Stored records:
***
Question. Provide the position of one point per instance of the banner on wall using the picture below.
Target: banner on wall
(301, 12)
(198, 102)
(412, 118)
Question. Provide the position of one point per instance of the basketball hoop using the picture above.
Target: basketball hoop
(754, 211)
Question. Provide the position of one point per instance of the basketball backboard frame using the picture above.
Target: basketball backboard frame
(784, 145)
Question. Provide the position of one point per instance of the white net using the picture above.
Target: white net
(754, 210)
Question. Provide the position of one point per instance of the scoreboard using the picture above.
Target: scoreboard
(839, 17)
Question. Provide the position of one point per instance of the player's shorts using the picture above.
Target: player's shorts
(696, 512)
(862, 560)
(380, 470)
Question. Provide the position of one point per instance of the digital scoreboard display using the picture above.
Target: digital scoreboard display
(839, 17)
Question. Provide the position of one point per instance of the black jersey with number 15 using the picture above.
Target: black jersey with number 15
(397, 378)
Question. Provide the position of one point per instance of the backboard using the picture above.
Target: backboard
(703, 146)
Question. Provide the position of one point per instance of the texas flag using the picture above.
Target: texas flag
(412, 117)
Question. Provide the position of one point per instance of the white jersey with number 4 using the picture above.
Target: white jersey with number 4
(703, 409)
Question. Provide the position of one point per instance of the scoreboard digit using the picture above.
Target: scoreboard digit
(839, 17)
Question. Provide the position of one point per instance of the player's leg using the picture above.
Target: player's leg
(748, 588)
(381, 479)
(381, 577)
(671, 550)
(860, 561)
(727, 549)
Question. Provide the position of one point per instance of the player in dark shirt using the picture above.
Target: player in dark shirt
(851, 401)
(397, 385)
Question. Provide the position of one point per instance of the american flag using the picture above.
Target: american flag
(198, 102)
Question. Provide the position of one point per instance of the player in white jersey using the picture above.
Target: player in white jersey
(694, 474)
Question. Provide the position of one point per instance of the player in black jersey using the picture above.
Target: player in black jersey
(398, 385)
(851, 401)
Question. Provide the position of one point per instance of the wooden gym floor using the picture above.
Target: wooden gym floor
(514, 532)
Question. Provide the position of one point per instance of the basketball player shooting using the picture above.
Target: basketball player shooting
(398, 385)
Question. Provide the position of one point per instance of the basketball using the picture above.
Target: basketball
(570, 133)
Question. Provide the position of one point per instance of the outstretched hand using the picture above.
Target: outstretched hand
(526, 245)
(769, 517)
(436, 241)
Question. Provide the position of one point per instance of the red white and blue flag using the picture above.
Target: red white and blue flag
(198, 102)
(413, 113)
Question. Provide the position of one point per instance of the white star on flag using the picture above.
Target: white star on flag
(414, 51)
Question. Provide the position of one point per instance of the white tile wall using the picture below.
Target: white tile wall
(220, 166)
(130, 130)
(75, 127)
***
### Written request
Output the listing above without altering a single character.

### Task response
Question. Provide the position of one point per instance of the banner on wall using the picture below.
Target: banner on wall
(301, 12)
(198, 102)
(412, 118)
Question. Provide the position of one point per instance of the basketball hoop using the picture above.
Target: basketball hoop
(754, 211)
Question. Provide the position of one point per instance of the basketball backboard frame using the picture above.
Target: basketball backboard frame
(784, 145)
Question. Provide the position of one point per instance of the white net using the picture above.
Target: white net
(754, 210)
Question. Provide the position of one point per instance of the scoreboard using the picture above.
Target: scoreboard
(839, 17)
Question. Provide the position of one point per instance of the player's shorts using the picture above.
Target: player's shorts
(696, 512)
(862, 560)
(380, 470)
Question. Provide the position of one point per instance of the digital scoreboard display using the picture above.
Target: digital scoreboard display
(839, 17)
Question. Provide the position of one point per instance of the black jersey with number 15 using the picture above.
Target: black jersey with number 15
(397, 378)
Question. Provide the position of one point per instance of the backboard using the picture above.
Target: backboard
(703, 146)
Question. Provide the position of one point per instance of the texas flag using the picture above.
Target: texas flag
(412, 117)
Question. Provide the position of one point per instance of the white jersey with number 4 using the picture above.
Target: white jersey with number 4
(703, 409)
Question. Provide the position of one point per instance of the scoreboard digit using the picture above.
Target: scoreboard digit
(839, 17)
Question. Provide the position of one point per instance of the player's leg using the picture above.
Target: player's leg
(748, 588)
(381, 479)
(381, 577)
(671, 550)
(860, 561)
(727, 549)
Question. Provide the position of one point per instance of the player in dark shirt using the picture above.
Target: player in dark shirt
(851, 401)
(397, 385)
Question. Provide the position of one point per instance of the american flag using the picture above.
Target: american flag
(198, 102)
Question. Provide the position of one point per instance of the player in white jersey using the picture above.
Target: player in white jersey
(694, 474)
Question. Provide the position of one point per instance of the player in black jersey using the picture above.
Target: player in black jersey
(398, 385)
(851, 401)
Question. Provide the position of one point per instance of the wooden gym floor using the picture above.
Target: wooden gym floor
(514, 532)
Question. Provide the position of one point per instance of the basketball player shooting using the picture above.
Target: basketball player shooting
(398, 385)
Question. Provide the position of one point per instance of the basketball using the picture above.
Target: basketball
(570, 133)
Question. Provide the position of one point per instance of the outstretched hand using the picture above.
Target: outstretched hand
(526, 245)
(769, 517)
(436, 241)
Question. Provide the position of one point per instance of the red white and blue flag using the picture above.
Target: red white and blue flag
(198, 102)
(413, 113)
Question. Provide the position of one point per instance of the white star on flag using the picture above.
Target: white star on flag
(414, 51)
Question. Provide the position of one point per instance of the white tile wall using the picture below.
Target: white tile wall
(220, 166)
(130, 130)
(75, 127)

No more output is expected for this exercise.